- DATASET ENTRIES
━━━
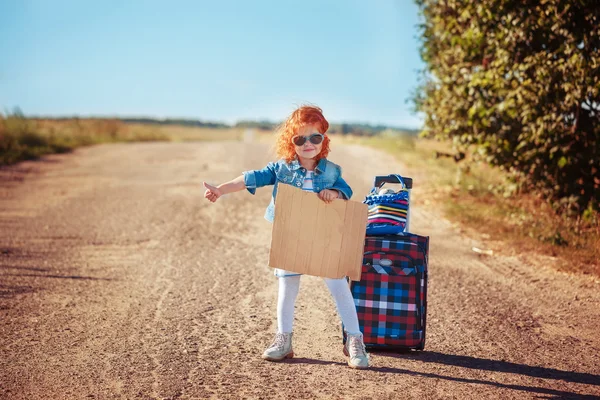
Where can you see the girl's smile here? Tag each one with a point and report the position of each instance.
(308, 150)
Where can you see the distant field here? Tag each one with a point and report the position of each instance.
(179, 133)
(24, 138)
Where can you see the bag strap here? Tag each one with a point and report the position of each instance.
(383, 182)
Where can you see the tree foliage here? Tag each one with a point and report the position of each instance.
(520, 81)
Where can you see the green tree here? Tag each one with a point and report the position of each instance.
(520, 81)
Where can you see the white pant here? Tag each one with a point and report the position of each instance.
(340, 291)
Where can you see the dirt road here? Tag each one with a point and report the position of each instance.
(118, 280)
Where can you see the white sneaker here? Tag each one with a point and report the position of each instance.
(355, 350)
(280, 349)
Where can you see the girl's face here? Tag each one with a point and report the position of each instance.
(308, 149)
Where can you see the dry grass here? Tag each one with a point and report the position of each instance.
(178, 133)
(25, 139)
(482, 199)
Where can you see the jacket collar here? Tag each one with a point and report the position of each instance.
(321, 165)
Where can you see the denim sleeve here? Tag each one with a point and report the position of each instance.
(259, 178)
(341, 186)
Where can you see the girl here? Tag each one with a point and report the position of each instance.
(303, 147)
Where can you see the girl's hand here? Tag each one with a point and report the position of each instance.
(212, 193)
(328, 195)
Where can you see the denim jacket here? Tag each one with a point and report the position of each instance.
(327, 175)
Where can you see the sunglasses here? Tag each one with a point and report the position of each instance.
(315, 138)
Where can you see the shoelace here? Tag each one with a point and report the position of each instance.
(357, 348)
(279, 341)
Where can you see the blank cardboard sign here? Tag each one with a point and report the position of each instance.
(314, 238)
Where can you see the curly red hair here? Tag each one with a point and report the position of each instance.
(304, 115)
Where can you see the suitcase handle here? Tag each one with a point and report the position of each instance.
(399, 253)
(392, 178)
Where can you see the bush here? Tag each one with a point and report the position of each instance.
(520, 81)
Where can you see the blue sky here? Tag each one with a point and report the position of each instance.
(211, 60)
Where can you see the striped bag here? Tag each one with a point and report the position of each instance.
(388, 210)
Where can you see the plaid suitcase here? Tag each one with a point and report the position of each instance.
━━━
- DIRECTIVE
Every line of the data should be copied as it stands, without the images.

- CORRECT OUTPUT
Where can you see the girl's smile here? Tag each one with a point and report the position of each instance.
(308, 150)
Where can you see the distant field here? Tag each one with a point and report the position of each instance.
(179, 133)
(24, 138)
Where can you see the bag strap here? Tag each one with a point and report the position of each instance.
(383, 182)
Where can you see the tree foliage here? Tag each one with a point and report the position of each instance.
(520, 81)
Where can you see the green tree here? Tag each one with a point and report the position of each instance.
(520, 81)
Where can you see the white pant here? Tag each one with a point and report the position of each instance.
(340, 291)
Where can you see the dirt road here? Tag each one with a point and report the position of each instance.
(118, 280)
Where can you see the white sneaker here? Tag each one with a point and report the position of each instance.
(355, 350)
(280, 349)
Where can you see the girl's face here? Tag each one with a point and report the position of each instance.
(308, 149)
Where can you see the dry grass here? Tag each one with a point and report the position of each instance.
(178, 133)
(25, 139)
(482, 199)
Where can you see the jacket collar here? Tag each one with a point and report the position of each instance.
(321, 165)
Where can you see the denim sleeve here? Tag each one with a point and report the position of each instance.
(259, 178)
(341, 186)
Where can you see the girl here? Tag each one with a point and report the position of each instance.
(303, 147)
Where can you see the girl's hand here? Tag each one with a point and report the position of each instance.
(212, 193)
(328, 195)
Where can you see the denim jacket here? Tag each one with a point and report the position of each instance.
(327, 175)
Where can you see the sunglasses here? Tag each one with a point and report the position of each instance.
(315, 138)
Where can you see the shoelace here? Tag each one with a point and report the position of each instance.
(357, 348)
(279, 341)
Where can you see the blank cardboard sign here? Tag each one with a point and report the position of each instance.
(314, 238)
Where can you see the curly red hair here? Tag each one with a point and report the position of each instance.
(304, 115)
Where can you see the suitcase handle here? Tag each one with a point and report the position of each instance.
(399, 253)
(392, 178)
Where can you see the bush here? Tag each one with a point and report the position of each instance.
(520, 81)
Where can you see the blue sky here? Tag each one with a point and report the position of each instance.
(211, 60)
Where can you see the striped bag here? Tag each one with a point and report the position of each instance.
(388, 210)
Where can you see the plaid suitcase here? Tag each one with a point and report the position of each instance.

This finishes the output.